(DIRECTIONS) The data below is to be returned in full and exactly.

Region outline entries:
==================================================

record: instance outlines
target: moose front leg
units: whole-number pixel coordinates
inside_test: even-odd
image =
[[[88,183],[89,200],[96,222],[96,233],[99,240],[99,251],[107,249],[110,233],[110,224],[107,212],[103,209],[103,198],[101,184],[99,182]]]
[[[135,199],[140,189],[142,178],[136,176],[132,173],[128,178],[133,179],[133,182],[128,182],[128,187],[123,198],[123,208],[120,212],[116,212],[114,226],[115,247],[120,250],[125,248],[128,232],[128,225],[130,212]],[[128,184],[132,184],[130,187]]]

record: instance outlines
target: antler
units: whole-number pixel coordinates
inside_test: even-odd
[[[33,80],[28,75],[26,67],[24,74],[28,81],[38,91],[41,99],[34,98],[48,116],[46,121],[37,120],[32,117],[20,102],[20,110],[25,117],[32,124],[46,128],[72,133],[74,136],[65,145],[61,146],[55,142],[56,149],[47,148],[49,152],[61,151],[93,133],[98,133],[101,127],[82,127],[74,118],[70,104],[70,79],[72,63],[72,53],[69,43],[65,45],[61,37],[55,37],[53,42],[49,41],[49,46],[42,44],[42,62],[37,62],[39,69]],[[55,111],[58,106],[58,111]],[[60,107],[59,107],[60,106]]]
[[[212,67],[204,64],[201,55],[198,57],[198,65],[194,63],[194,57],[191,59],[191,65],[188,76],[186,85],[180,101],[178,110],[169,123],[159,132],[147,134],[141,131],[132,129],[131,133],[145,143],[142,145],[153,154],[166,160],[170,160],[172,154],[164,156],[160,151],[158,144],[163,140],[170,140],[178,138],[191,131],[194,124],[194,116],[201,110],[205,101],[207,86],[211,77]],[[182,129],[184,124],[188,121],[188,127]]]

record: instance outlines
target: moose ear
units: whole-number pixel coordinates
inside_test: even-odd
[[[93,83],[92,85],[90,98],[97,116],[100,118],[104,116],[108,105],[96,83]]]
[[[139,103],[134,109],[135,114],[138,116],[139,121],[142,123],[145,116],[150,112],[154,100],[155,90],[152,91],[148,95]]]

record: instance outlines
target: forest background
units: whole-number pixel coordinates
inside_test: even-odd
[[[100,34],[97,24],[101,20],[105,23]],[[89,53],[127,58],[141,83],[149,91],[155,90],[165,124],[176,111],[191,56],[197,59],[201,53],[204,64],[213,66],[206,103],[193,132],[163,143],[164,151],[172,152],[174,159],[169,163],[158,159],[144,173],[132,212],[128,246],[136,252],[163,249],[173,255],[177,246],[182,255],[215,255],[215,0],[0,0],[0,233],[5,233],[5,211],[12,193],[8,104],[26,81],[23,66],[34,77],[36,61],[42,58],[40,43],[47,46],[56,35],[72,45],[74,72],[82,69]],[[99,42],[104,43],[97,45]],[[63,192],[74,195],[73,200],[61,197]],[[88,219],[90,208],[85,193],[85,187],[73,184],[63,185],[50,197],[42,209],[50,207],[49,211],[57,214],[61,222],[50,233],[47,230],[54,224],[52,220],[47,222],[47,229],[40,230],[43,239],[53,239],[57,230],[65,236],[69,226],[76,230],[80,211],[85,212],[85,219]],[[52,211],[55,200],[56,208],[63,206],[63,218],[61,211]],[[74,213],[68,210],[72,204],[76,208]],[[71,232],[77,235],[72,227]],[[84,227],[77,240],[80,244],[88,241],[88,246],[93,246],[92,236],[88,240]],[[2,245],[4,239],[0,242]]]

==================================================

(FINAL RESULT)
record: instance outlines
target: moose front leg
units: whole-number pixel coordinates
inside_test: even-odd
image =
[[[88,183],[89,200],[96,222],[96,233],[99,240],[99,251],[107,249],[110,233],[110,224],[107,212],[103,209],[103,198],[101,184],[99,182]]]
[[[135,199],[140,189],[142,178],[136,176],[132,173],[128,178],[133,179],[133,182],[128,182],[128,187],[123,198],[123,208],[120,212],[116,212],[114,226],[115,247],[120,250],[125,248],[128,232],[128,225],[130,212]],[[128,184],[132,184],[130,187]]]

record: instance outlines
target: antler
units: whole-number pixel coordinates
inside_test: even-odd
[[[33,80],[28,75],[26,67],[24,74],[28,81],[38,91],[41,99],[34,98],[48,116],[46,121],[37,120],[32,117],[20,102],[20,110],[25,117],[32,124],[46,128],[72,133],[74,136],[65,145],[61,146],[55,142],[56,149],[47,148],[49,152],[61,151],[93,133],[98,133],[101,127],[82,127],[74,118],[70,104],[70,79],[72,63],[72,53],[69,43],[65,45],[61,37],[55,37],[53,42],[49,41],[49,46],[42,44],[42,62],[37,62],[39,69]],[[55,111],[58,106],[58,111]],[[60,107],[59,107],[60,106]]]
[[[212,67],[204,64],[201,55],[198,57],[198,65],[194,63],[194,57],[191,59],[191,65],[188,76],[186,85],[180,101],[178,110],[169,123],[159,132],[147,134],[141,131],[132,129],[131,133],[145,143],[142,145],[153,154],[166,160],[170,160],[172,154],[164,156],[160,151],[158,144],[163,140],[170,140],[178,138],[191,131],[194,124],[194,116],[201,110],[205,101],[207,86],[211,77]],[[182,129],[184,124],[188,121],[188,127]]]

record: instance outlines
target: moose ear
units: whole-number pixel coordinates
inside_test: even-odd
[[[93,83],[92,85],[90,98],[97,116],[100,118],[104,116],[108,105],[96,83]]]
[[[139,103],[134,109],[135,114],[138,116],[139,121],[142,123],[145,116],[150,112],[154,100],[155,90],[152,91],[148,95]]]

record: instance outlines
target: forest background
units: whole-number pixel coordinates
inside_test: even-odd
[[[100,34],[97,24],[101,20],[105,23]],[[89,53],[127,58],[141,83],[149,91],[155,90],[165,124],[176,111],[191,56],[197,59],[201,53],[204,64],[213,66],[206,103],[193,132],[163,143],[164,151],[172,152],[174,159],[169,163],[158,159],[144,173],[132,212],[128,246],[136,252],[163,249],[173,255],[177,246],[182,255],[215,255],[215,0],[0,0],[0,233],[5,233],[5,211],[12,193],[8,104],[26,81],[23,66],[34,77],[36,61],[42,58],[40,43],[47,46],[56,35],[72,45],[74,72],[82,69]],[[99,42],[104,43],[97,45]],[[63,192],[74,195],[73,200],[61,197]],[[88,219],[90,208],[85,193],[85,187],[73,184],[63,185],[50,197],[42,209],[50,207],[49,211],[57,214],[61,222],[50,233],[47,230],[54,224],[52,220],[47,222],[47,229],[40,230],[43,239],[53,239],[57,230],[65,236],[69,226],[76,230],[80,211],[85,212],[85,219]],[[52,211],[55,200],[56,208],[63,206],[63,218],[61,211]],[[74,213],[68,210],[72,204],[76,208]],[[71,232],[77,235],[72,227]],[[84,227],[77,240],[80,244],[88,241],[88,246],[93,246],[92,236],[88,240]],[[2,245],[4,239],[0,242]]]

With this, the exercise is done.